The task — Reproduce every line of the rows below verbatim, omitting the pictures from your answer.

Information provided —

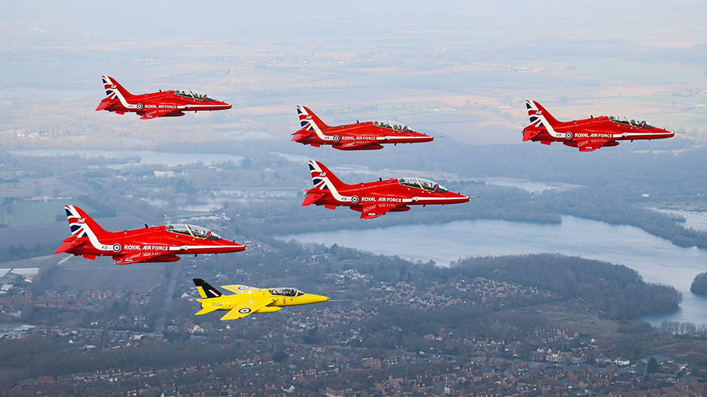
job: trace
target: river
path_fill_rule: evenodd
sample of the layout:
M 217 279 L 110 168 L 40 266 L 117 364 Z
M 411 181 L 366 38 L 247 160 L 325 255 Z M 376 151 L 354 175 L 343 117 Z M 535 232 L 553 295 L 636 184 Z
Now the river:
M 690 292 L 695 275 L 707 271 L 707 251 L 677 247 L 633 226 L 563 216 L 561 224 L 459 220 L 278 238 L 327 245 L 336 243 L 375 254 L 426 262 L 433 260 L 442 266 L 469 256 L 542 252 L 599 259 L 625 265 L 638 271 L 647 282 L 672 285 L 682 292 L 684 300 L 679 309 L 645 316 L 642 320 L 653 324 L 666 320 L 707 323 L 707 297 Z

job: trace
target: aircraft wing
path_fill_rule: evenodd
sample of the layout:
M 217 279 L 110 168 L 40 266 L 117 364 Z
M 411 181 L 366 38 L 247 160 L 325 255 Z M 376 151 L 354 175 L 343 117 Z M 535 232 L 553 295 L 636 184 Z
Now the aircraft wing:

Correct answer —
job: trace
target: river
path_fill_rule: evenodd
sample of the layout:
M 217 279 L 110 168 L 40 266 L 117 364 Z
M 411 181 L 366 38 L 247 160 L 325 255 Z M 376 151 L 354 175 L 343 117 Z M 535 232 L 553 295 L 636 184 Z
Now the river:
M 690 292 L 695 275 L 707 271 L 707 251 L 677 247 L 633 226 L 563 216 L 561 224 L 459 220 L 278 238 L 327 245 L 336 243 L 375 254 L 426 262 L 433 260 L 442 266 L 469 256 L 542 252 L 599 259 L 625 265 L 638 271 L 647 282 L 672 285 L 682 292 L 684 300 L 679 309 L 645 316 L 642 320 L 653 324 L 666 320 L 707 323 L 707 297 Z

job: trace
target: aircraft wing
path_fill_rule: evenodd
sample of the layout:
M 217 279 L 110 168 L 40 266 L 117 364 Z
M 411 181 L 366 38 L 247 160 L 325 255 Z M 376 151 L 354 175 L 343 117 Z M 535 232 L 553 295 L 636 184 Z
Now the aircraft wing:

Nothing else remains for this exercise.